What is expected —
Only one stretch of the data below is wanted: the lines from the one with "like point(36, 362)." through the one with "like point(698, 211).", repeated exactly.
Information given START
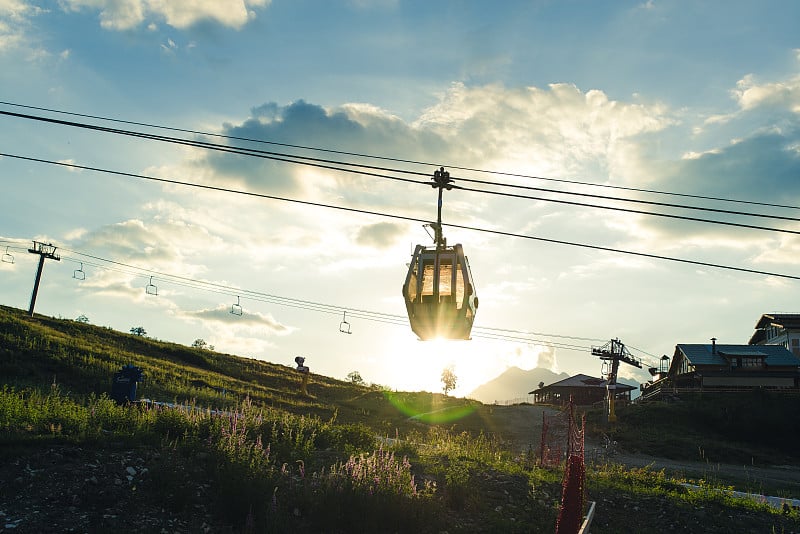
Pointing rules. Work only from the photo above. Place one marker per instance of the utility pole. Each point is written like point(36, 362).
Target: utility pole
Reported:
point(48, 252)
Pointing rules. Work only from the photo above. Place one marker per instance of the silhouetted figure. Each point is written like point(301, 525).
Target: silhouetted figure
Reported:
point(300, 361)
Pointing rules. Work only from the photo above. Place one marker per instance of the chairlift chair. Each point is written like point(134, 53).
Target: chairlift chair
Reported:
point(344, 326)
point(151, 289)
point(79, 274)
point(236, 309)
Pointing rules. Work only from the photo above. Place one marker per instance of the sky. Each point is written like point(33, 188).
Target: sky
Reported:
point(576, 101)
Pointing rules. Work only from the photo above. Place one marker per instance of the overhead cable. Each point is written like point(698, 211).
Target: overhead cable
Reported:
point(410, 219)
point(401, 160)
Information given END
Information given START
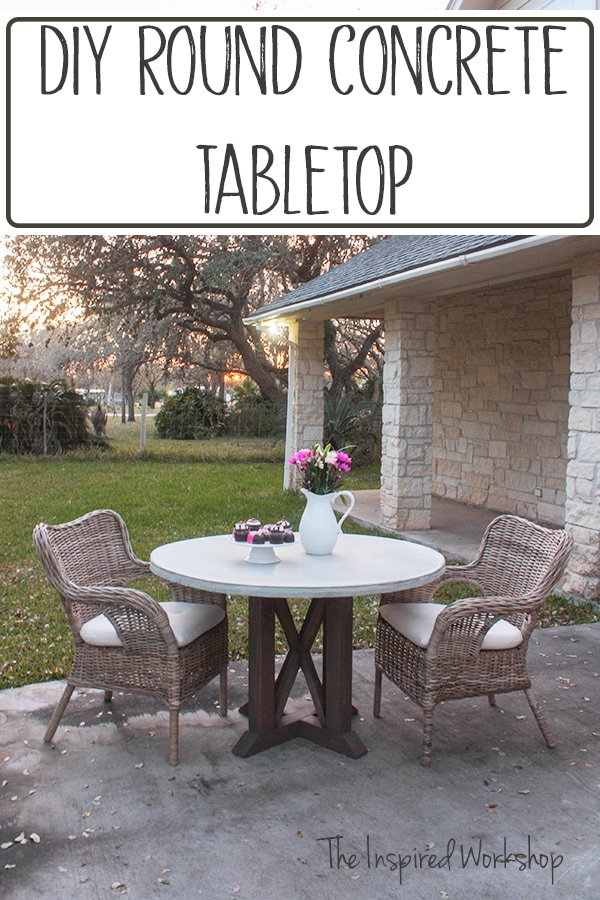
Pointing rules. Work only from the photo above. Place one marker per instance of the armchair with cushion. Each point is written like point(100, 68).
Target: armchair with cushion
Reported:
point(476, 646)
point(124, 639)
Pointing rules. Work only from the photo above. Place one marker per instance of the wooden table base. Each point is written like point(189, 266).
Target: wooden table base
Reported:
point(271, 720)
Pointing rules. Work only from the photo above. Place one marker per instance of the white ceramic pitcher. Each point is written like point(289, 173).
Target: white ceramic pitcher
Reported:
Information given END
Solution —
Pointing rules. Work only from the photo above. Place one marker per instance of the utility pole. Each point is written like point(36, 362).
Target: utility pole
Reported:
point(48, 252)
Pointing rules. Work only from the photo above. Place one marker per instance of the silhouetted figure. Each point is written like point(301, 525).
Target: silhouetted figure
Reported:
point(300, 361)
Pointing rules. Work only from the photo above. Place one marker per instance of the chairlift chair. Each point is written like point(134, 53).
Target: chairlift chair
Reported:
point(344, 326)
point(151, 289)
point(79, 274)
point(236, 309)
Pointing rules. Work only from the photo above. Place one marker per instance of the sky. Each point is written like point(33, 188).
Target: sky
Reported:
point(576, 101)
Pointing rules. Work only from the photo above. Place one marker per instance of the overhead cable. Each point is written like point(698, 211).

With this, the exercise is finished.